### ESTRATTO DEL TESTO

4 Maggio: Re Gioacchino dà le disposizioni per la ritirata da Macerata e per la sicurezza della Città nella drammatica situazione.

In questa dolorosa incertezza, e sul riflesso che il solo ingresso delle truppe napoletane nella Città anche senza il progetto di formare ivi una resistenza, sarebbe stato di sommo pericolo alle sostanze, ed alla sicurezza degl’Abitanti (cosa infatti temer non si poteva da una truppa numersa, che si ritirava in disordine, stimolata dalla fame, e che più freno non sentiva di disciplina, e di subordinazione?) il Podestà del Comune si condusse dal Re, e coi riflessi i più veri, e persuadenti, colle preghiere le più vive e passionate la grazia domandò di un suo ordine alle truppe affinchè si astenessero di fare ingresso in Macerata.
Commosso il Re alle di lui accalorate insistenze promise di secondarne i desiderj ed impegnò per tale effetto la sua reale parola.
Fin da quel momento incominciò ad allontanarsi da Macerata il turbine, che la minacciava, e parve cessato per essa il pericolo di vedersi nuovamente esposta agl’orrori d’un saccheggio eguale a quello già altra volta fatalmente sofferto nel Luglio del 1799, la cui rimembranza riempiva ancora ogn’animo di raccapriccio, e di spavento. Il Re dopo aver dati gli ordini convenienti perchè tutti i soldati napoletani esistenti entro il Comune ne sloggiassero senza indugio, e via seco conducessero gl’oggetti tutti appartenenti all’armata, e i feriti stessi meno gravati che si ritrovavano negl’ospedali, e perchè le truppe stazionate al di fuori entrar non dovessero in Paese al momento della loro ritirata, finalmente partì.

### COMPITO ASSEGNATO 1
Per favore, copia parola per parola l'intero brano sulla ritirata di Re Gioacchino da Macerata.
Il brano e l'elenco provengono da fonti diverse.

### MATERIALE FORNITO
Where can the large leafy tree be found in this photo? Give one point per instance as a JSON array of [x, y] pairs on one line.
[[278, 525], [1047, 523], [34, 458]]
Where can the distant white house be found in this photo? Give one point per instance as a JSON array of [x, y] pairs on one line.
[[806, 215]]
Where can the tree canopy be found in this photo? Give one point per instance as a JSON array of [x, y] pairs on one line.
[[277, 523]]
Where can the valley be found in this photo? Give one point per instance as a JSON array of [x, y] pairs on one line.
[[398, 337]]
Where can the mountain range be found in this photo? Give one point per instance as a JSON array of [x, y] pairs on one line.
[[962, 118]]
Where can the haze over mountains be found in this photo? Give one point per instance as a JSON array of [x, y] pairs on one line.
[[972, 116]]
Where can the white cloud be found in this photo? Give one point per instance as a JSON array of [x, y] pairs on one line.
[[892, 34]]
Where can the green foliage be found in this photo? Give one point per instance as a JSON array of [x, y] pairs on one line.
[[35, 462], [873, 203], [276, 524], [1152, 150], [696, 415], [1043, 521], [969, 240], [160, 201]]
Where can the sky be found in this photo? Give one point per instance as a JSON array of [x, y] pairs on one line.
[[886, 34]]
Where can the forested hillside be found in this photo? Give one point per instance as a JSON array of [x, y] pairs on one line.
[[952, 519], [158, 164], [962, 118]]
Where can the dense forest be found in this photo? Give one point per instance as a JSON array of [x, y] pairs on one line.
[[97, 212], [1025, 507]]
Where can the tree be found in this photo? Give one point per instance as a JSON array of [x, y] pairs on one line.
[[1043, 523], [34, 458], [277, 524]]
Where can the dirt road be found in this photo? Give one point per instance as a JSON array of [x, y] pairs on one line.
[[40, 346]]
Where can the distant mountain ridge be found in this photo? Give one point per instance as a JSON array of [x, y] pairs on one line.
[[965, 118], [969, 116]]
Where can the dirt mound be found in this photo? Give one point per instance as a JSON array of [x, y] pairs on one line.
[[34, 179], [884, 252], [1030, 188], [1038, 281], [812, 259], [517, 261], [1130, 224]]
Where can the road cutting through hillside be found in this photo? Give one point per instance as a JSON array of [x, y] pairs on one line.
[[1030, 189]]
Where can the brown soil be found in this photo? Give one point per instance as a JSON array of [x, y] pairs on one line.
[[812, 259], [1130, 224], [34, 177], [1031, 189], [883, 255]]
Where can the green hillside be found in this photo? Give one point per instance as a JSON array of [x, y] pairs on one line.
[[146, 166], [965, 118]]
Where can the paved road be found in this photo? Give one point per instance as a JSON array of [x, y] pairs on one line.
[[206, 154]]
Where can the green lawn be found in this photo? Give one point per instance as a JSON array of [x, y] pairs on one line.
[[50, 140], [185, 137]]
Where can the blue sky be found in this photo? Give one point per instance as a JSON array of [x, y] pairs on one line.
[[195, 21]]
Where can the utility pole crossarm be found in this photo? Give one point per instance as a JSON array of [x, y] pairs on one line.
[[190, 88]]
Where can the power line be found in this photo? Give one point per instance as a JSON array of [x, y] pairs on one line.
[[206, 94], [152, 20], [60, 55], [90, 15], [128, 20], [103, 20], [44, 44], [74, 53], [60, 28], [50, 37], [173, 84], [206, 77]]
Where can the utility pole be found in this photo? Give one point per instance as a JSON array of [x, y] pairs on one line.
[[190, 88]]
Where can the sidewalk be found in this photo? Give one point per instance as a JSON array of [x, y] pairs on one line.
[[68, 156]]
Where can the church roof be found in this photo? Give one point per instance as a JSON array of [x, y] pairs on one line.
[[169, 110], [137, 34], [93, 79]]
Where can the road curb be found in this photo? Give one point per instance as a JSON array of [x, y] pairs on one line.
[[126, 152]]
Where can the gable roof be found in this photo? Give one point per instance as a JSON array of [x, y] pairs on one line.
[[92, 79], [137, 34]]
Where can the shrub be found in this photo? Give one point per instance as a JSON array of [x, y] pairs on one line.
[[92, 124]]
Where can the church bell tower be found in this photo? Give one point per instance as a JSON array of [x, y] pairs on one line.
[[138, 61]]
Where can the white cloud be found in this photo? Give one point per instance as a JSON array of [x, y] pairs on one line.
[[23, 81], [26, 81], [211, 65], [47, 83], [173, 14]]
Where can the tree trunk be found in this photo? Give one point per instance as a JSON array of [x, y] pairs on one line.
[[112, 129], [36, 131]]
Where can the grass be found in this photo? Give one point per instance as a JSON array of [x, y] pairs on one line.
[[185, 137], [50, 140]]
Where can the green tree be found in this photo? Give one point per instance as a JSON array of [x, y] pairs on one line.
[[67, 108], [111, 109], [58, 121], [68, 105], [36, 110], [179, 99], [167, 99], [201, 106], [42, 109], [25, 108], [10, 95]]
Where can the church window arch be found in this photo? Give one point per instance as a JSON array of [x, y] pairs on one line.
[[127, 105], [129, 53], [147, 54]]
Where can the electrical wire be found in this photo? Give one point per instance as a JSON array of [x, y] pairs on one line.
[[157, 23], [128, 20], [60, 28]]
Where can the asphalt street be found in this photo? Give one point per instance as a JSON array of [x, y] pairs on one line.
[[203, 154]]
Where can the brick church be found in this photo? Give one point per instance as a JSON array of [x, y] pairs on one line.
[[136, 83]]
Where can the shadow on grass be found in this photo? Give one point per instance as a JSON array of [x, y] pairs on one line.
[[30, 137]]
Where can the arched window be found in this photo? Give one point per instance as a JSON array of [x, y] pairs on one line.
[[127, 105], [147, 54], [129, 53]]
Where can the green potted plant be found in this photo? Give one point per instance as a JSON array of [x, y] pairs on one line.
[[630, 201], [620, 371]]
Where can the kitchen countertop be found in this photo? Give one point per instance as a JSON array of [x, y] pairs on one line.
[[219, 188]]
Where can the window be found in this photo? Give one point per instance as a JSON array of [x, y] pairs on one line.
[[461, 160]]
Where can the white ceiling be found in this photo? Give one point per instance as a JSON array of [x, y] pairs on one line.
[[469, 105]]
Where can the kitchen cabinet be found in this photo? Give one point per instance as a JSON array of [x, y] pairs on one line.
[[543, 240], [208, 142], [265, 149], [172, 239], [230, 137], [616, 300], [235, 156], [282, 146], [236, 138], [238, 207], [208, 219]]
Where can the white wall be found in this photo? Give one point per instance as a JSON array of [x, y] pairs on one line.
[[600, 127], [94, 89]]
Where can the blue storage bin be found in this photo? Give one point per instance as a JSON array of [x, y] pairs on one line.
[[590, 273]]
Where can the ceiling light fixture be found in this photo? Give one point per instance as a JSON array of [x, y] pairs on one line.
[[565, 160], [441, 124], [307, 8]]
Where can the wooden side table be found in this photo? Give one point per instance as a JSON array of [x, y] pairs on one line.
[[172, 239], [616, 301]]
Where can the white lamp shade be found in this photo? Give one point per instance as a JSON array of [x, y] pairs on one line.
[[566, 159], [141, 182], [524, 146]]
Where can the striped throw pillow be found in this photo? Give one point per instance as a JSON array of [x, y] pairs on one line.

### COMPITO ASSEGNATO 2
Ripeti fedelmente la parte dell'elenco che si apre con la riga contenente "Where can the dirt mound" e si chiude con la riga contenente "[[206, 154]]", comprese entrambe.

### RISPOSTA SCRITTA 1
4 Maggio: Re Gioacchino dà le disposizioni per la ritirata da Macerata e per la sicurezza della Città nella drammatica situazione.

In questa dolorosa incertezza, e sul riflesso che il solo ingresso delle truppe napoletane nella Città anche senza il progetto di formare ivi una resistenza, sarebbe stato di sommo pericolo alle sostanze, ed alla sicurezza degl’Abitanti (cosa infatti temer non si poteva da una truppa numersa, che si ritirava in disordine, stimolata dalla fame, e che più freno non sentiva di disciplina, e di subordinazione?) il Podestà del Comune si condusse dal Re, e coi riflessi i più veri, e persuadenti, colle preghiere le più vive e passionate la grazia domandò di un suo ordine alle truppe affinchè si astenessero di fare ingresso in Macerata.
Commosso il Re alle di lui accalorate insistenze promise di secondarne i desiderj ed impegnò per tale effetto la sua reale parola.
Fin da quel momento incominciò ad allontanarsi da Macerata il turbine, che la minacciava, e parve cessato per essa il pericolo di vedersi nuovamente esposta agl’orrori d’un saccheggio eguale a quello già altra volta fatalmente sofferto nel Luglio del 1799, la cui rimembranza riempiva ancora ogn’animo di raccapriccio, e di spavento. Il Re dopo aver dati gli ordini convenienti perchè tutti i soldati napoletani esistenti entro il Comune ne sloggiassero senza indugio, e via seco conducessero gl’oggetti tutti appartenenti all’armata, e i feriti stessi meno gravati che si ritrovavano negl’ospedali, e perchè le truppe stazionate al di fuori entrar non dovessero in Paese al momento della loro ritirata, finalmente partì.

### RISPOSTA SCRITTA 2
Where can the dirt mound be found in this photo? Give one point per instance as a JSON array of [x, y] pairs on one line.
[[34, 179], [884, 252], [1030, 188], [1038, 281], [812, 259], [517, 261], [1130, 224]]
Where can the road cutting through hillside be found in this photo? Give one point per instance as a JSON array of [x, y] pairs on one line.
[[1030, 189]]
Where can the brown soil be found in this photo? Give one point per instance as a JSON array of [x, y] pairs on one line.
[[812, 259], [1130, 224], [34, 177], [1031, 189], [883, 255]]
Where can the green hillside be found in this photo? Give one point per instance as a JSON array of [x, y] pairs on one line.
[[146, 166], [965, 118]]
Where can the paved road be found in this photo? Give one point per instance as a JSON array of [x, y] pairs on one line.
[[206, 154]]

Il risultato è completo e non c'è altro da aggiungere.